* **PROBLEM STATEMENT**: Set down every entry once more, exactly as it appears.

[EXERCISE DATA]

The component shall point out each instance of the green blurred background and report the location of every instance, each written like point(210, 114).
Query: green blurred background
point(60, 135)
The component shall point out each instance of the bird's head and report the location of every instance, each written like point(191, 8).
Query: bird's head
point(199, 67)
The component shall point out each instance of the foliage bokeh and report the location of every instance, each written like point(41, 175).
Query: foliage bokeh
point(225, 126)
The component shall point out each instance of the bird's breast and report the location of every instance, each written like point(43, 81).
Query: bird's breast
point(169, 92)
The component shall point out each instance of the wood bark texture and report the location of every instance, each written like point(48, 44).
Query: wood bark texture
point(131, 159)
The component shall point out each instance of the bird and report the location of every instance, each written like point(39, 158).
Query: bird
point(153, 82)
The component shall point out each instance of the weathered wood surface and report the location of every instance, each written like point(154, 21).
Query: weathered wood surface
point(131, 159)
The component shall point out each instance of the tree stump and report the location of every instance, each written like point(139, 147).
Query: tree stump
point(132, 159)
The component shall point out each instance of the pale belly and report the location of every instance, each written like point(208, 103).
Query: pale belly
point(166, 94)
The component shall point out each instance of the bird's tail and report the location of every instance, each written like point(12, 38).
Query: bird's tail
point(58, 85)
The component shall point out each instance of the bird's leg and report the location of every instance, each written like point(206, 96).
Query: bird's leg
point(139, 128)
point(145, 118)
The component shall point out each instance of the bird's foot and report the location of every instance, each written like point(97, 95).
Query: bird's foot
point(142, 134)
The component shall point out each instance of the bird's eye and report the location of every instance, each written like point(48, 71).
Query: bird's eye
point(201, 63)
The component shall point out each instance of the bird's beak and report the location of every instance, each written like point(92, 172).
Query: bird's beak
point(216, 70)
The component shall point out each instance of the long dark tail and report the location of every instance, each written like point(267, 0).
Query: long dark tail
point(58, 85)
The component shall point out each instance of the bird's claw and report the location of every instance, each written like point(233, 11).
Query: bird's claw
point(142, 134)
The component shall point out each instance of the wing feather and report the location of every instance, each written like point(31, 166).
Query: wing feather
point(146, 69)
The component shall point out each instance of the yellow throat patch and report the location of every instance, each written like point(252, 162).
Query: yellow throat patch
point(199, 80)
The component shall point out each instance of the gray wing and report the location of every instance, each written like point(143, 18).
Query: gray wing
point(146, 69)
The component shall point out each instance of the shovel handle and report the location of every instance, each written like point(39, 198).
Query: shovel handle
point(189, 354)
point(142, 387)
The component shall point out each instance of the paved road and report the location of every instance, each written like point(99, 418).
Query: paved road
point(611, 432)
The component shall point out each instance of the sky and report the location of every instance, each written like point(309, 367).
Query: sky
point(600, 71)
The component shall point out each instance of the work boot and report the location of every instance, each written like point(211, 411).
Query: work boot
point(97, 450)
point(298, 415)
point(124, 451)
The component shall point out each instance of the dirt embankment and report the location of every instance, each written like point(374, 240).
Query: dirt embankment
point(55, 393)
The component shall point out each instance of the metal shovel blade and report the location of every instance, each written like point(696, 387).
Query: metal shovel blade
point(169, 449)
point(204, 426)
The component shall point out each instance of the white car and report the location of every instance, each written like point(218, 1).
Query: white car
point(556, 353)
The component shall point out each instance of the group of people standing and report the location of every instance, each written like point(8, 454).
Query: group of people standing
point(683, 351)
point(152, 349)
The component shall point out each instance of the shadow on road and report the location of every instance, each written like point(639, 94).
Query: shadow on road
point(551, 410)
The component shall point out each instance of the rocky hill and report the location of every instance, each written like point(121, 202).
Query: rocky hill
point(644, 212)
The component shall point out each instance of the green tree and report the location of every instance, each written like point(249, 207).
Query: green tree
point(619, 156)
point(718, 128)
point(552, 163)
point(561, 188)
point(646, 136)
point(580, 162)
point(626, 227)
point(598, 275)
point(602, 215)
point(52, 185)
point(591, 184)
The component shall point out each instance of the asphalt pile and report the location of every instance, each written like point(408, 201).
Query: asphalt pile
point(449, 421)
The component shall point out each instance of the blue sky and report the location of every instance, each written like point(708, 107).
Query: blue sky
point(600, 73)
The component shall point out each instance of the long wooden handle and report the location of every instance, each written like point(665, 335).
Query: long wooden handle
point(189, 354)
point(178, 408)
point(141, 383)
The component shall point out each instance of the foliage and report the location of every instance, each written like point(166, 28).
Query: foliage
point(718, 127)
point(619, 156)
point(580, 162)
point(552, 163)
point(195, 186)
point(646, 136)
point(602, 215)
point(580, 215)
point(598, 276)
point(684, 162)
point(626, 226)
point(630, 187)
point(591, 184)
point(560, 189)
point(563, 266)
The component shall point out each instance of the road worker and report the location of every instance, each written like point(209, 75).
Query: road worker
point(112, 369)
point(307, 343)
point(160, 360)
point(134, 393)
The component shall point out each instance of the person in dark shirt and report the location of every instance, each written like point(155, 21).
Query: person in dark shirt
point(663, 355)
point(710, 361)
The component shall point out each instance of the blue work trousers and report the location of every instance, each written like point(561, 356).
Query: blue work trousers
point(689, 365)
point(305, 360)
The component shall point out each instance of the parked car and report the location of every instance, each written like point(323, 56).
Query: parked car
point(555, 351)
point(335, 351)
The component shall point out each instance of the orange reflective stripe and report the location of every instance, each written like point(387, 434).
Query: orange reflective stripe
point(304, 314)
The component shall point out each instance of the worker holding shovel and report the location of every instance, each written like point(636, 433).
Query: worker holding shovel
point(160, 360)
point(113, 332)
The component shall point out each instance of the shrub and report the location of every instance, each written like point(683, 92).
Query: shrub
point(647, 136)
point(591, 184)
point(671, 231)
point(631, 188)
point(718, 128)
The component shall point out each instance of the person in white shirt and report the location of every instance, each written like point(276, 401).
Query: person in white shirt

[/EXERCISE DATA]

* **ANSWER SPACE**:
The component shall point out each instance of the green blurred background and report the location of every instance, each written like point(210, 114).
Query: green blurred background
point(60, 135)
The component shall point out each instance of the bird's head and report the location of every instance, each written like point(191, 8).
Query: bird's head
point(199, 67)
The component shall point out each instance of the foliage bokeh and report the location of every instance, each written like point(41, 175).
Query: foliage bokeh
point(225, 126)
The component shall point out each instance of the bird's breast and report the location of every instance, each written like point(43, 81).
Query: bird's breast
point(169, 92)
The component shall point out each instance of the wood bark texture and report the location of every instance, each written like point(48, 44).
Query: wood bark texture
point(131, 159)
The component shall point out each instance of the bird and report the location of every instance, each written like point(39, 158).
Query: bird
point(153, 82)
The component shall point out each instance of the weathered wood surface and report the location of every instance, each written like point(154, 21).
Query: weathered wood surface
point(131, 159)
The component shall point out each instance of the tree stump and report the location of every instance, each written like point(139, 147).
Query: tree stump
point(132, 159)
The component shall point out each instance of the pale belly and report the location of every instance, each written like point(208, 103).
Query: pale belly
point(166, 94)
The component shall point out each instance of the bird's tail and report the location of every instance, each written like point(12, 38).
Query: bird's tail
point(58, 85)
The component shall point out each instance of the bird's leg and report the location of every instance, each written like point(206, 96).
Query: bird's leg
point(139, 128)
point(145, 118)
The component shall point out each instance of the bird's foot and report the location of every instance, each written like point(97, 95).
Query: bird's foot
point(142, 134)
The component shall point out each instance of the bird's eye and report the location of every instance, each written like point(48, 71).
Query: bird's eye
point(201, 63)
The component shall point out each instance of the bird's beak and report the location of every instance, each written like point(92, 172).
Query: bird's beak
point(216, 70)
The component shall point out each instance of the long dark tail and report the location of every instance, each written like point(267, 0).
Query: long dark tail
point(58, 85)
The component shall point out each instance of the bird's claw and report the location of every instance, each written like point(233, 11).
Query: bird's claw
point(142, 134)
The component shall point out each instance of the wing feather and report the location of every instance, each written like point(31, 166).
Query: wing feather
point(146, 69)
The component shall point out each instance of the yellow throat patch and report the location of every instance, each written like point(252, 162).
Query: yellow throat patch
point(199, 80)
The component shall point out each instance of the gray wing and report the location of every instance, each written like point(143, 18).
Query: gray wing
point(146, 69)
The component shall point out each instance of the shovel handle and report the location of every instance, each written like point(39, 198).
Query: shovel handle
point(189, 354)
point(142, 387)
The component shall point out each instance of the paved road and report the location of every instance, each written like point(99, 418).
Query: paved road
point(611, 432)
The component shall point out each instance of the sky and report the location of every instance, each written like point(309, 367).
Query: sky
point(600, 71)
The component shall point out each instance of the work boot and report the location of every instance, each written like point(211, 411).
Query: work boot
point(97, 450)
point(298, 415)
point(124, 451)
The component shall point out each instance of the dirt embankment and report the location of every instance, each written like point(374, 240).
Query: dirt embankment
point(55, 393)
The component shall point out each instance of the metal shovel blade and report the location of every instance, each written like point(696, 387).
Query: metal shovel blade
point(169, 449)
point(204, 426)
The component shall point out each instance of the white car and report the location of every instance, each written like point(218, 1).
Query: white car
point(556, 353)
The component shall point out each instance of the group of people standing and report the location of every instance, each written like point(8, 454).
Query: group of people standing
point(683, 351)
point(152, 349)
The component shall point out each instance of the shadow on road and report the location of every instance, each written like point(639, 94).
Query: shadow on road
point(551, 410)
The component shall point out each instance of the rocky hill and report the location of every instance, each written like point(121, 202).
Query: rocky hill
point(644, 212)
The component shall point out each instance of the green tree and report the location of every instance, each written like point(249, 207).
Query: green tree
point(619, 156)
point(718, 128)
point(552, 163)
point(561, 188)
point(646, 136)
point(580, 162)
point(626, 227)
point(598, 275)
point(602, 215)
point(52, 185)
point(591, 184)
The component shall point out each instance of the asphalt pile and report the location of every instance, each written like point(408, 201).
Query: asphalt pile
point(449, 421)
The component shall point out each instance of the blue sky and report the location of every instance, each written like point(708, 107).
Query: blue sky
point(600, 73)
The component shall point out each instance of the long wooden handle and report the location of every instance, each written like point(665, 335).
Query: long wooden handle
point(189, 354)
point(178, 408)
point(141, 383)
The component shall point out each instance of the foliage and report the location of every instance, each written like point(166, 28).
Query: foliage
point(718, 127)
point(619, 156)
point(580, 162)
point(552, 163)
point(195, 186)
point(646, 136)
point(602, 215)
point(580, 215)
point(598, 276)
point(684, 162)
point(626, 226)
point(630, 187)
point(591, 184)
point(560, 189)
point(563, 266)
The component shall point out each instance of the road worker and report the location of every instance, each written like point(209, 75).
Query: road worker
point(112, 369)
point(307, 343)
point(160, 360)
point(134, 393)
The component shall point out each instance of the person in dark shirt and report the location of every instance, each written like point(155, 21).
Query: person in dark shirt
point(663, 355)
point(710, 361)
The component shall point out each instance of the blue work trousers and report the location of every instance, each written like point(561, 356).
Query: blue work trousers
point(689, 365)
point(305, 360)
The component shall point out each instance of the parked car and report the location of every instance, each written like point(323, 56).
Query: parked car
point(555, 351)
point(335, 351)
The component shall point out each instance of the orange reflective stripe and report the location of every instance, each written like point(387, 434).
Query: orange reflective stripe
point(304, 314)
The component shall point out each instance of the worker holding shovel and report the location of every instance, each written like point(636, 433).
Query: worker holding shovel
point(160, 360)
point(113, 332)
The component shall point out each instance of the shrub and report the location of every instance, each written like point(683, 92).
Query: shrub
point(647, 136)
point(591, 184)
point(671, 231)
point(631, 188)
point(718, 128)
The component shall point out each instance of the person in white shirt and report the location of every instance, each written like point(276, 401).
Query: person in white shirt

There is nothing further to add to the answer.